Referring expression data
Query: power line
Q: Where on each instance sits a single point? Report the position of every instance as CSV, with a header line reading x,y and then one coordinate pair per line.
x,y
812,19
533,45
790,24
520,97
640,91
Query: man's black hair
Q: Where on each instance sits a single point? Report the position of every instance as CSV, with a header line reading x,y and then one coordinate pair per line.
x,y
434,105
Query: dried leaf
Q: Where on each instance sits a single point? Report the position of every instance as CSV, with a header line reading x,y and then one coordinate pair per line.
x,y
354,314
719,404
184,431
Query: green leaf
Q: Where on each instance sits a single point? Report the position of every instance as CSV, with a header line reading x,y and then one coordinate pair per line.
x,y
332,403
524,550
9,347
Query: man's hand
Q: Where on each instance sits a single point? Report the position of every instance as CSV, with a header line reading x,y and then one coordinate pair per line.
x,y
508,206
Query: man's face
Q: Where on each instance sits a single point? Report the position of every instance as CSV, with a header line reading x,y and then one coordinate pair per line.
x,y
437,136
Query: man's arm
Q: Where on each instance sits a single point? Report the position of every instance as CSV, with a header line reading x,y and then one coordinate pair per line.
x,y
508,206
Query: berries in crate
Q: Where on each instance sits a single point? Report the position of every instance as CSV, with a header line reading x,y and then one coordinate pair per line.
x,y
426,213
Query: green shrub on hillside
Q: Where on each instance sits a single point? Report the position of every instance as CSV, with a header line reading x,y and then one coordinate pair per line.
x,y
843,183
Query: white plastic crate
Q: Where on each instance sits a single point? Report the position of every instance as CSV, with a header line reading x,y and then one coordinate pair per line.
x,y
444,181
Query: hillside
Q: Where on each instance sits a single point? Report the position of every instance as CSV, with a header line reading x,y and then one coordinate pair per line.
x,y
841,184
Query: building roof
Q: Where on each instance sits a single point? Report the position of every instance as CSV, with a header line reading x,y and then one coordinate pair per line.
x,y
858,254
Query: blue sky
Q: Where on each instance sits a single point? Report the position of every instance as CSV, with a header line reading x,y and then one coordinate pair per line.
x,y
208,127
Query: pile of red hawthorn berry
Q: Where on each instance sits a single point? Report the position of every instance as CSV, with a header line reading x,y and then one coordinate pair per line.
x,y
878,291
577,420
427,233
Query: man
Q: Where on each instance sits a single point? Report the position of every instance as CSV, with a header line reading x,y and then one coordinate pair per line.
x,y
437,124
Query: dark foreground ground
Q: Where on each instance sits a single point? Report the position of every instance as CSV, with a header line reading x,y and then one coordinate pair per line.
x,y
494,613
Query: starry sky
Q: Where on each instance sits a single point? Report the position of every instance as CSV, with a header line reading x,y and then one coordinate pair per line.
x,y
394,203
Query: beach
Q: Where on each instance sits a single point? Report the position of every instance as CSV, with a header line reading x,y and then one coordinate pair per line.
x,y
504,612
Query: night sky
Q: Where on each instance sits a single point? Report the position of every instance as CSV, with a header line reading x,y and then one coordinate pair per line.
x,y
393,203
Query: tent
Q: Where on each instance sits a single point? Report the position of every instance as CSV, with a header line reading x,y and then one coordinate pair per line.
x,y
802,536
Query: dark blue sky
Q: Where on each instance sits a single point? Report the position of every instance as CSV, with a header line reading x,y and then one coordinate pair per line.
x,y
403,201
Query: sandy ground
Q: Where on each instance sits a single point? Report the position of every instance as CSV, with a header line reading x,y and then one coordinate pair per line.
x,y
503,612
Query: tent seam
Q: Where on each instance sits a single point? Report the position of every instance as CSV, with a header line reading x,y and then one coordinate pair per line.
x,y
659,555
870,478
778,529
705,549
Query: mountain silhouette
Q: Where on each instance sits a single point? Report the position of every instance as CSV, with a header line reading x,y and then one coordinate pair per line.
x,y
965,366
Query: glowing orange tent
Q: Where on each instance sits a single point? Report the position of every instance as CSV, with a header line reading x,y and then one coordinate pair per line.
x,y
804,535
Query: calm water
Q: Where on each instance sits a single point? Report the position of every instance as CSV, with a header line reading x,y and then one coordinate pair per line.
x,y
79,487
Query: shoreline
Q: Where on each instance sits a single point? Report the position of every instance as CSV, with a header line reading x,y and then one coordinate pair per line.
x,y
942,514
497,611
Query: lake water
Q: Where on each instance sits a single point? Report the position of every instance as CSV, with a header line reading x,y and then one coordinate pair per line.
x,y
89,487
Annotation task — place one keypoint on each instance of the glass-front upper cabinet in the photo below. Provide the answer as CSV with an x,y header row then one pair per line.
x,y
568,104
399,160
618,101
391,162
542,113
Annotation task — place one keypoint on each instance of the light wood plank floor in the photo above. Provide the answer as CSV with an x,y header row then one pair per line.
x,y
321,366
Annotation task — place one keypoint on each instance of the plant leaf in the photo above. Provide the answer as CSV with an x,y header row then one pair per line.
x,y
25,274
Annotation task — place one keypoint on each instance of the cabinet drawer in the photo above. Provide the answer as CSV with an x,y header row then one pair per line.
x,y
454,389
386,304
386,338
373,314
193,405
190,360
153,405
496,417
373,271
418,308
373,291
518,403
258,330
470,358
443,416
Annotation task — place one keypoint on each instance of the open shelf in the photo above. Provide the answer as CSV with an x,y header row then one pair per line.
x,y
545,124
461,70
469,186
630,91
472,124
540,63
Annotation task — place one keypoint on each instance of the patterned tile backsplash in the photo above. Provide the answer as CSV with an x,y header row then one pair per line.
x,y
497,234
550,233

▶ _ASSIGNMENT_
Could you output every entry above exactly as it stands?

▶ _WRITTEN ANSWER_
Query: power line
Q: Where on each instance sits a single point? Report the position of every instance as CSV, with a header line reading x,y and then one coordinate pair per line.
x,y
812,19
533,45
790,24
520,97
640,91
Query: man's black hair
Q: Where on each instance sits a single point? Report the position of every instance as CSV, with a header line reading x,y and then one coordinate pair per line.
x,y
434,105
Query: dried leaf
Q: Where on each instance sits a single point? Report the position of every instance as CSV, with a header line reading x,y and then one coordinate pair per line.
x,y
354,314
719,404
184,431
Query: green leaf
Q: Where on each instance sits a single point? Report the position of every instance as CSV, with a header line reading x,y and then one coordinate pair per line.
x,y
332,403
524,550
9,347
Query: man's hand
Q: Where on each instance sits a single point? Report the position of every instance as CSV, with a header line reading x,y and then one coordinate pair per line.
x,y
508,206
Query: man's face
Q: Where on each instance sits a single point? Report the position of every instance as CSV, with a header line reading x,y and then one coordinate pair per line.
x,y
437,136
Query: man's arm
Q: Where on each instance sits a single point? Report the position of every instance as CSV, with a header line reading x,y and then one coordinate pair per line.
x,y
508,206
Query: berries in crate
Q: Where on each instance sits a single point? Report the position of every instance as CSV, with a header line reading x,y and then one coordinate pair per line.
x,y
426,213
Query: green shrub on hillside
Q: Where on each instance sits a single point? Report the position of every instance as CSV, with a header line reading x,y and then one coordinate pair per line.
x,y
843,183
Query: white plastic crate
Q: Where on each instance sits a single point? Report the position of every instance as CSV, with a header line reading x,y and then one coordinate pair per line.
x,y
444,181
Query: hillside
Q: Where on each instance sits a single point? Report the position of every instance as CSV, with a header line reading x,y and then one coordinate pair per line.
x,y
841,184
Query: building roof
Q: Where on each instance sits a single point? Report the position of every instance as CSV, with a header line reading x,y and then one coordinate pair per line.
x,y
858,254
Query: blue sky
Q: Where on each instance sits a single point? Report the position of every instance as CSV, with a header line reading x,y and then one coordinate pair per line.
x,y
208,127
Query: pile of red hawthorn berry
Q: Where on each instance sits a single point? Report the position of every instance as CSV, with a header line reading x,y and then one coordinate pair per line.
x,y
878,291
577,420
427,233
Query: man
Q: Where on each instance sits a single point? Report the position of every instance as CSV, with a header line reading x,y and then one coordinate pair per line.
x,y
437,124
Query: dark foreground ground
Q: Where on each instance sits a single point? Report the position of every instance as CSV, with a header line reading x,y and then one coordinate pair per line.
x,y
494,613
Query: starry sky
Q: Where on each instance sits a single point? Report the position of every instance as CSV, with a header line reading x,y and then one coordinate pair per line.
x,y
394,203
Query: beach
Q: Where on each instance sits a single point? Report the position of every instance as CSV, with a header line reading x,y and then one coordinate pair per line.
x,y
504,612
Query: night sky
Q: Where on each instance sits a single point? Report the position of every instance as CSV, with a header line reading x,y and then one coordinate pair per line.
x,y
393,203
Query: tent
Q: Where on each instance sits a single point? Report the position of every instance as CSV, with a header line reading x,y and then one coordinate pair per line.
x,y
802,536
Query: dark blue sky
Q: Where on each instance sits a single point? Report the position of every instance as CSV, with a header line reading x,y and then one coordinate pair per line.
x,y
403,201
Query: sandy ground
Q: Where on each instance sits a single point? Report the position of every instance as CSV, with a header line reading x,y and then one coordinate pair per line.
x,y
503,612
Query: tent seam
Q: Where on each instance sits a single point? Report the position of every instance as CSV, with a header line reading x,y and then one coordinate pair per line.
x,y
659,555
870,478
778,529
705,549
Query: mountain silhouette
Q: Where on each instance sits a single point? Report the position of every instance as CSV, with a header line reading x,y and then one coordinate pair per line.
x,y
965,366
Query: glowing orange tent
Q: Where on each instance sits a single point? Report the position of every instance as CSV, with a header line reading x,y and then one coordinate pair per line.
x,y
804,535
Query: calm water
Q: Where on each instance sits a single point? Report the position of every instance as CSV, with a header line reading x,y and then one coordinate pair per line.
x,y
79,487
Query: shoreline
Q: Where on each instance sits a single point? Report the position of every instance as CSV, with a header line reading x,y and then one coordinate pair per line.
x,y
942,514
497,611
Query: lake water
Q: Where on each instance sits a single point? Report the position of every instance as CSV, with a header line reading x,y and then one coordinate pair per line.
x,y
89,487
Annotation task — place one keypoint on each instance of the glass-front upper cabinet in the photo below. Provide the answer as CSV with an x,y header row then one pair per line.
x,y
568,104
399,160
618,101
391,162
542,113
Annotation task — place one keypoint on each instance of the light wood plank floor in the photo above. Provide the answer as CSV with an x,y header row then one pair per line.
x,y
321,366
Annotation task — place one keypoint on each instance of the plant leaf in the photo above. Provide the answer as CSV with an x,y header row then one pair per line.
x,y
25,274
Annotation task — place one keypoint on each instance of the cabinet drawer in the photo above. Provide the answer as CSV with an x,y header row then one pair per line.
x,y
454,389
386,304
386,338
373,314
193,405
190,360
153,405
496,417
373,271
418,308
373,291
518,403
258,330
470,358
443,416
Annotation task — place one keypoint on each instance of the open shelf in the photo above. Provide the answer as CSV with an x,y header row then one pair per line.
x,y
545,124
461,70
469,186
630,91
472,124
540,63
Annotation task — place one keypoint on each instance of the patterned tile backsplash in the photo above. Provide the answer as CSV with an x,y header row then one pair per line.
x,y
497,234
550,233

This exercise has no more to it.